Page extract:

LLVM and TLS

Mon Feb 23 06:15:57 PST 2015

On Monday, 23 February 2015 at 04:10:29 UTC, Jonathan Marler 
wrote:
> Here's what happened: I was writing a program that could 
> optionally use TLS memory.  When I turned on TLS memory it 
> slowed down considerably, but only when using an LLVM compiler.
>  No matter how I used TLS, it was much much slower when using 
> LLVM.  The simple program is just a simple way to demonstrate 
> that TLS is very slow in one specific type of program.

Yeah, demonstrating that it slow is reasonable. I was more 
thinking about the other direction, that either globals or TLS is 
fast is hard to show without a multi-threaded best-of-breed 
baseline to compare against. (i.e. that TLS is faster than 
globals or the other way around does not say much since they both 
can be too slow if the code gen is lacking...)

Dataset excerpt:
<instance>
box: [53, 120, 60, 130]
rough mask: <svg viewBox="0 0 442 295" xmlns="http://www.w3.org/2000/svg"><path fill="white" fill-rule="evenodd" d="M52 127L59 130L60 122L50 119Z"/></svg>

Work instructions:
1 > In the LLVM and TLS forum post, what happened to the quoted writer's program when TLS memory was turned on?
2 > Write the next few sentences of the LLVM and TLS forum post, carrying on after its final sentence in the same voice.

Answers to the exercises:
1 > It slowed down considerably, but only with an LLVM compiler.

2 >
> It would be great to see another program that could demonstrate 
> that TLS is actually faster in some use cases.  However, since 
> it it sooo much slower, I think you'll have a hard time finding 
> such an example.  The simple program demonstrates that TLS is 
> almost 2 orders of magnitude slower...it may not be that much 
> slower in other types of programs...but with numbers like that 
> it seem obvious that something is wrong.

Some other wrongs with naive TLS is that every thread gets the 
same dataset, that you pollute 3rd level cache compared to 
globals, and that globals can be fetched without a register 
(absolute addressing or relative to program counter). I'd be vary 
of using TLS for larger datstructures, but putting a pointer 
there instead gives you YET another indirection-> more cache 
misses...